▸ Task description
Go through the records below and restate each one word for word.

##### Task input

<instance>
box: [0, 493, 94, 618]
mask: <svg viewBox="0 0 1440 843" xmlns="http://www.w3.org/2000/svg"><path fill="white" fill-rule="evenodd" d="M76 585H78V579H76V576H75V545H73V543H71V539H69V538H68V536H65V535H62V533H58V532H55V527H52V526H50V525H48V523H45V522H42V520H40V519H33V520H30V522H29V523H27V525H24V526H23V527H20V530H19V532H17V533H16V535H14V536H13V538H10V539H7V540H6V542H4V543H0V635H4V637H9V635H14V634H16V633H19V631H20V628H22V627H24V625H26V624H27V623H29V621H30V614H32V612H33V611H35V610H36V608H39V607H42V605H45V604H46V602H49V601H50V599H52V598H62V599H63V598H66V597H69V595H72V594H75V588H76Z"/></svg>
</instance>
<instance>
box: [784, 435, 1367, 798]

##########

▸ Your response
<instance>
box: [0, 493, 94, 618]
mask: <svg viewBox="0 0 1440 843" xmlns="http://www.w3.org/2000/svg"><path fill="white" fill-rule="evenodd" d="M76 585H78V579H76V576H75V545H73V543H71V539H69V538H68V536H65V535H62V533H58V532H55V527H52V526H50V525H48V523H45V522H42V520H40V519H33V520H30V522H29V523H27V525H24V526H23V527H20V530H19V532H17V533H16V535H14V536H13V538H10V539H7V540H6V542H4V543H0V635H4V637H9V635H14V634H16V633H19V631H20V628H22V627H24V625H26V624H27V623H29V621H30V614H32V612H33V611H35V610H36V608H39V607H42V605H45V604H46V602H49V601H50V599H52V598H62V599H63V598H66V597H69V595H72V594H75V588H76Z"/></svg>
</instance>
<instance>
box: [784, 435, 1367, 798]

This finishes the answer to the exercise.